Recorded data:
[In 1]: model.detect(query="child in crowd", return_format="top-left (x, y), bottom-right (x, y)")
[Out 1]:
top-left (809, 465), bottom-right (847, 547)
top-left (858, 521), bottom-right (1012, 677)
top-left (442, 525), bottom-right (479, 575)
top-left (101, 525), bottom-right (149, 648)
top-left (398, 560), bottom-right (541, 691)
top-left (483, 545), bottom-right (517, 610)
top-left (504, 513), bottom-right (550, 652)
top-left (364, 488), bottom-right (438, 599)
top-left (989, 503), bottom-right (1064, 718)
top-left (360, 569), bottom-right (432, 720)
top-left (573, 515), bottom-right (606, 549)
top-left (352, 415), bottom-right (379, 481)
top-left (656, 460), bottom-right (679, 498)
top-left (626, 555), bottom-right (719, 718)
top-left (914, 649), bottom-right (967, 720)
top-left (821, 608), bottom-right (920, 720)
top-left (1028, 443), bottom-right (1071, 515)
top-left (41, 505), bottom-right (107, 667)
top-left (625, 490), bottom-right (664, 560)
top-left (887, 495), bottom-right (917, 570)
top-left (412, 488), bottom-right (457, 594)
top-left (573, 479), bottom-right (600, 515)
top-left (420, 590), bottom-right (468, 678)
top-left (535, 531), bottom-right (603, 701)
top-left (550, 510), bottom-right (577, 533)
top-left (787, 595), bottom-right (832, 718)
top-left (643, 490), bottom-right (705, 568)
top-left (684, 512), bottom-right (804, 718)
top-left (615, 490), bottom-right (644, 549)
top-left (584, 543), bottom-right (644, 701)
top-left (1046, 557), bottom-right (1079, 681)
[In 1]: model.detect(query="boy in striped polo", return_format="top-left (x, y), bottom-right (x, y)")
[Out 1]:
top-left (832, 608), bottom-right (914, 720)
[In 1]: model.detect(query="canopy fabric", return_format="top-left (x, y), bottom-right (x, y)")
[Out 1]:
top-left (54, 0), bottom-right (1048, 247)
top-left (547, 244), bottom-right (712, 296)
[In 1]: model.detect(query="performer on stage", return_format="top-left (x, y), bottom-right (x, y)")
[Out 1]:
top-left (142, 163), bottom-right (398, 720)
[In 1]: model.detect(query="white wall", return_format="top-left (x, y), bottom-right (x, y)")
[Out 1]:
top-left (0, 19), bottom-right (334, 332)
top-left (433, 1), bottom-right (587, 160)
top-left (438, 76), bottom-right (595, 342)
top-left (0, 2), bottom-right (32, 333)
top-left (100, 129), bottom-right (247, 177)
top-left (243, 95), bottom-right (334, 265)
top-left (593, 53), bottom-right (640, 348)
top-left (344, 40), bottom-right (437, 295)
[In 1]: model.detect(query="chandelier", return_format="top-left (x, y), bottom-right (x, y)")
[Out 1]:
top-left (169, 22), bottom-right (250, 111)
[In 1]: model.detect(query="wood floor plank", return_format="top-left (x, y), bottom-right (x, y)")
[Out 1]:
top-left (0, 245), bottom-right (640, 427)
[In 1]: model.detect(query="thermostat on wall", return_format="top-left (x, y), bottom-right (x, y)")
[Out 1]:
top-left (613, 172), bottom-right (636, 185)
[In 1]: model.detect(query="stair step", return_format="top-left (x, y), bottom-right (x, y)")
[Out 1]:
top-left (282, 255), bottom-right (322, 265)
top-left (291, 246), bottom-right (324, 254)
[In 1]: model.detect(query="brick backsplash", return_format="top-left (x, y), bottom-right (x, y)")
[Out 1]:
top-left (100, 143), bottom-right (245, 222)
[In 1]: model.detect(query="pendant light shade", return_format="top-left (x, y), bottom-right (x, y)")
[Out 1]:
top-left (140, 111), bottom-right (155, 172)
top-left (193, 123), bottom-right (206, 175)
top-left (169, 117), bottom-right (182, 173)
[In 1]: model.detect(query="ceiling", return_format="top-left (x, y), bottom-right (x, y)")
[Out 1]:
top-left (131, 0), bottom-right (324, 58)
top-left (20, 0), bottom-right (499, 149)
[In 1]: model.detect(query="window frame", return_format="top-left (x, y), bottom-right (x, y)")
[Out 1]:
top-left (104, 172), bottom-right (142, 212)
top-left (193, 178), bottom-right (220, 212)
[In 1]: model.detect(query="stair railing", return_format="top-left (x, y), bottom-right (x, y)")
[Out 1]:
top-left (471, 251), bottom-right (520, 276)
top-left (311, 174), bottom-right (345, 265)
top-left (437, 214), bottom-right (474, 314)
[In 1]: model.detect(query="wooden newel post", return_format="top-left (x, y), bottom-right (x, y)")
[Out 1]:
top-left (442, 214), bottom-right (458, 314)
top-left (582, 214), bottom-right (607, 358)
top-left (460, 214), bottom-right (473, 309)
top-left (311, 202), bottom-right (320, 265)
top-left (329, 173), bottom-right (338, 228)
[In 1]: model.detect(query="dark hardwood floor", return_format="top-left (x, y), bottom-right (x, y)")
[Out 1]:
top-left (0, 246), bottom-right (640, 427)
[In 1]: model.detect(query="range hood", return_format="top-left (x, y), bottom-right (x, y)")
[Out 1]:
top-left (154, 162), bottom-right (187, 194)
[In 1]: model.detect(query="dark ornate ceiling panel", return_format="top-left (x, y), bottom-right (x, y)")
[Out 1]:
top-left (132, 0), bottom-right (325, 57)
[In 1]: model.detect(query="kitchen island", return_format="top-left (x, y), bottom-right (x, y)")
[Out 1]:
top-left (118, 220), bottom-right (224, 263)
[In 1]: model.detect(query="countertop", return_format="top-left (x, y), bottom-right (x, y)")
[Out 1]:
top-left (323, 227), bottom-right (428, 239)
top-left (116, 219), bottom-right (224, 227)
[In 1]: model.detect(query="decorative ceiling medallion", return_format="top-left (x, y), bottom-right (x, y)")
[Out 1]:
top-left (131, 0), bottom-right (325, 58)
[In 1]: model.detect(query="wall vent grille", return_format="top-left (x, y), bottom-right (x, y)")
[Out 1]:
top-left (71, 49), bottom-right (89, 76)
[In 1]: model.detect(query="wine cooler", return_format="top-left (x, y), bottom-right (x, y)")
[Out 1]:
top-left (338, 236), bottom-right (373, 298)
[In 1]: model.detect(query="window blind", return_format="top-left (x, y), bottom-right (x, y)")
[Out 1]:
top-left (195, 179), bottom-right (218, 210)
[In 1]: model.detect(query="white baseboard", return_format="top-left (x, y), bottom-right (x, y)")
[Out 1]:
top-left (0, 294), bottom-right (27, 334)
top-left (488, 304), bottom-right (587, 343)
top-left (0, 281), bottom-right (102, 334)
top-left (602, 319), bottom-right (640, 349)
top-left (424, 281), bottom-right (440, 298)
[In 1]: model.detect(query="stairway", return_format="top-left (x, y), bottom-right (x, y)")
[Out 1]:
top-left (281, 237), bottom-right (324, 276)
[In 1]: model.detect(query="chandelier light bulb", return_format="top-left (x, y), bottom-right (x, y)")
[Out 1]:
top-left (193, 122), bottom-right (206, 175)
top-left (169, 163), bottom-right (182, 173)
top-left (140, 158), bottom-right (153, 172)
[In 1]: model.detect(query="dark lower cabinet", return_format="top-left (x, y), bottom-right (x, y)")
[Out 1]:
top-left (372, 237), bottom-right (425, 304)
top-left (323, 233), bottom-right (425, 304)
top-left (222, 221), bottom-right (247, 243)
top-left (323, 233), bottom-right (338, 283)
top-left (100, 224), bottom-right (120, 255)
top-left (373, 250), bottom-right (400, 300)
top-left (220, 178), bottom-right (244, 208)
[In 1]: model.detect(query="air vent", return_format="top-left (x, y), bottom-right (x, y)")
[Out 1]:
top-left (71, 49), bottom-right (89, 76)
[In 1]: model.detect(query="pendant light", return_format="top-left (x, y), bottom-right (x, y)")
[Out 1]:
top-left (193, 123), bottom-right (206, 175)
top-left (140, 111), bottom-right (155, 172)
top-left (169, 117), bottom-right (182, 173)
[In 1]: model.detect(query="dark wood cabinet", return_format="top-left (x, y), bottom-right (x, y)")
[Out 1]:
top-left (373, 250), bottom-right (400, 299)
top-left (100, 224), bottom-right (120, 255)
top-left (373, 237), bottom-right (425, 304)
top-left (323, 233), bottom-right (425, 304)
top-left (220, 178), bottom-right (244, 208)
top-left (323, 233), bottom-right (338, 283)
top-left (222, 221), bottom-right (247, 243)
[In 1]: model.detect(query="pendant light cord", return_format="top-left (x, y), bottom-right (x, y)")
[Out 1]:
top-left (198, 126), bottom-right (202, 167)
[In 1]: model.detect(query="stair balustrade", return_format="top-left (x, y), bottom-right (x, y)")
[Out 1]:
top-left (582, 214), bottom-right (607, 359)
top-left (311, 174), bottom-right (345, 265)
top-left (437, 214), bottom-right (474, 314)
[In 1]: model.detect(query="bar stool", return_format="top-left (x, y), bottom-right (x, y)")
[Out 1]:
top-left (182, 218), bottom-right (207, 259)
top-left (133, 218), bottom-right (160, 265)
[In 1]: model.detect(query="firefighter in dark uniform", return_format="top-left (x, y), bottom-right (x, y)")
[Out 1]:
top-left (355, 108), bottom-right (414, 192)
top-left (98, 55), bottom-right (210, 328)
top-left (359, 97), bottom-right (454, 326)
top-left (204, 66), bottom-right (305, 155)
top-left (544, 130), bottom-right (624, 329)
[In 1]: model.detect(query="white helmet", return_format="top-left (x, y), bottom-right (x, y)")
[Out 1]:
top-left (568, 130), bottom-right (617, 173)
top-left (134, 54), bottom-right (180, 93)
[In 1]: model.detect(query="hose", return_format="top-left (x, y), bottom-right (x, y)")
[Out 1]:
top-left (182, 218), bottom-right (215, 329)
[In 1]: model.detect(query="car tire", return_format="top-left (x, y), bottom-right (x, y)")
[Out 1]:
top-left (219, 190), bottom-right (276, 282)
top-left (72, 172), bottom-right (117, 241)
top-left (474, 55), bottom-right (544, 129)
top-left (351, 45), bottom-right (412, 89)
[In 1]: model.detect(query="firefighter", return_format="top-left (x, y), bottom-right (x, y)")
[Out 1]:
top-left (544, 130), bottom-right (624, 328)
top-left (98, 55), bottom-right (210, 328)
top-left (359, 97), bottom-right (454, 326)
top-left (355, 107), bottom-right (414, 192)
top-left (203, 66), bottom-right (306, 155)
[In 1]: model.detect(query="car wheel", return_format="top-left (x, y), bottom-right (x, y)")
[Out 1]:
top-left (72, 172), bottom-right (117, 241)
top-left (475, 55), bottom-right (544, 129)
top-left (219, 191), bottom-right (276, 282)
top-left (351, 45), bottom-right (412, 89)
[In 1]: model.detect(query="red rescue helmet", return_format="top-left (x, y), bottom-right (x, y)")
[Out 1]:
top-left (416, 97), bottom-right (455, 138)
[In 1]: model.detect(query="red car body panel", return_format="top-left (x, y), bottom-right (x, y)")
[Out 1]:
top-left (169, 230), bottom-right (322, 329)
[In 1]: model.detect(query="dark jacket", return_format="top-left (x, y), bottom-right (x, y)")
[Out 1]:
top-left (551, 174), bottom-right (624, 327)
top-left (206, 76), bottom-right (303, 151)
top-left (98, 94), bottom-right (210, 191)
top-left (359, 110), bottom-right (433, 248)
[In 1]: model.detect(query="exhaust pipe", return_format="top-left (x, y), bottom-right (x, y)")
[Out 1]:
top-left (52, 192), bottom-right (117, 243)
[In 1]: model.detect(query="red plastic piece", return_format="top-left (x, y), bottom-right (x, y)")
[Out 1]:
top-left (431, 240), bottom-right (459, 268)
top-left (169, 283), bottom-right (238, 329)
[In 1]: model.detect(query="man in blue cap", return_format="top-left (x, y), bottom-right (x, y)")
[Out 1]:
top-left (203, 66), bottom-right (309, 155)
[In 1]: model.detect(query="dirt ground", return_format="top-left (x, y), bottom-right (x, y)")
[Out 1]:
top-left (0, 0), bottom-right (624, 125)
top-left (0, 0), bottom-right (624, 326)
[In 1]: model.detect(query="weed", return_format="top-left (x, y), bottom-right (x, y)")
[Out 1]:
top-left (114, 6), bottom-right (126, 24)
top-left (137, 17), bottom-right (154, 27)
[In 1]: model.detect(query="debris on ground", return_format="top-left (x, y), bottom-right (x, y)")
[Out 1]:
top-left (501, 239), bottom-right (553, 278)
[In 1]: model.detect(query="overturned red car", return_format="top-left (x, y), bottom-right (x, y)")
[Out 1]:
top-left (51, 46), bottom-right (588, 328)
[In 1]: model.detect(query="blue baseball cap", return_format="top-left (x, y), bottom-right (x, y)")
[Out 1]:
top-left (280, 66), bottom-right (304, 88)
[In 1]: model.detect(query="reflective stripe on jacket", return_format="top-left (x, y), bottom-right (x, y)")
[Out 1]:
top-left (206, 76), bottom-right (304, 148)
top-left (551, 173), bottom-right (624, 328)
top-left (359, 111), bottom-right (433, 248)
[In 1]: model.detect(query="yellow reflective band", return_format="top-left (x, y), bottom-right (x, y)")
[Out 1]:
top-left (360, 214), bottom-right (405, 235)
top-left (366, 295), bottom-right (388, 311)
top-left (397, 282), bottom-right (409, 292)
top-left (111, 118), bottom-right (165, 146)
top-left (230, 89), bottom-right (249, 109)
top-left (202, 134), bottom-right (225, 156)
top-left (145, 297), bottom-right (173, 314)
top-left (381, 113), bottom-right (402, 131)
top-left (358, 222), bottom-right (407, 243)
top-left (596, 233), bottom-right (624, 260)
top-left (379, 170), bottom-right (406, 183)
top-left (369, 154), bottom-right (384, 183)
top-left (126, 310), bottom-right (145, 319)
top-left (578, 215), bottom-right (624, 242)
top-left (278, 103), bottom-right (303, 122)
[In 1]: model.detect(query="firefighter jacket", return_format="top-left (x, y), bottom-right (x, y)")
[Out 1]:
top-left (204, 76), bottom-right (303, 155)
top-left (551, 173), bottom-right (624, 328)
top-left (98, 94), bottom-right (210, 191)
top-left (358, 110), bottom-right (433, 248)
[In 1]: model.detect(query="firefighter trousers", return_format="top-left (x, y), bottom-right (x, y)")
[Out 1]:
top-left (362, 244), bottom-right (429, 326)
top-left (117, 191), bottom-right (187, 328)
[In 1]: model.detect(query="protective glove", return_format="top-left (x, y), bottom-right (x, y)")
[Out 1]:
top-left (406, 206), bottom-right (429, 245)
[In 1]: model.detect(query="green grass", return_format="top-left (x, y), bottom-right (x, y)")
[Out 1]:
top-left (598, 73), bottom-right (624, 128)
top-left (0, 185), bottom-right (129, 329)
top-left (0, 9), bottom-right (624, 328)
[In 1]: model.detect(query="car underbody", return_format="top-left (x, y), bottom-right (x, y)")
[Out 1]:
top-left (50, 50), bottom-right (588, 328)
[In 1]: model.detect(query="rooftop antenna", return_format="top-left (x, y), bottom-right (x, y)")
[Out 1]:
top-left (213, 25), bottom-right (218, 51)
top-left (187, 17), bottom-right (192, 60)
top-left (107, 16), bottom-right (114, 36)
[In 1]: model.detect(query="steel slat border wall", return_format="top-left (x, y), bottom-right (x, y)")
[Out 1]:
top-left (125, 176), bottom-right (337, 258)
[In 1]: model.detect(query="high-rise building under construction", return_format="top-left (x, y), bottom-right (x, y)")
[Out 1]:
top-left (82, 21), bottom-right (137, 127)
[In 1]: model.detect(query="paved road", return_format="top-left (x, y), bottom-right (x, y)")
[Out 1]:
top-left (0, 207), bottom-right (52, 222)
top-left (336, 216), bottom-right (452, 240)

- _DO THIS_
Lay out as a numbered list everything from the start of the listing down to and including the line that contains "top-left (360, 569), bottom-right (432, 720)", leaving out any blank lines.

- _SOLUTION TO THE PROBLEM_
1. [In 1]: model.detect(query="child in crowd", return_format="top-left (x, y), bottom-right (x, y)")
2. [Out 1]:
3. top-left (809, 465), bottom-right (847, 547)
4. top-left (858, 521), bottom-right (1012, 677)
5. top-left (442, 525), bottom-right (479, 575)
6. top-left (101, 525), bottom-right (149, 648)
7. top-left (398, 560), bottom-right (541, 691)
8. top-left (483, 545), bottom-right (517, 610)
9. top-left (504, 513), bottom-right (550, 652)
10. top-left (364, 488), bottom-right (438, 599)
11. top-left (989, 503), bottom-right (1064, 718)
12. top-left (360, 569), bottom-right (432, 720)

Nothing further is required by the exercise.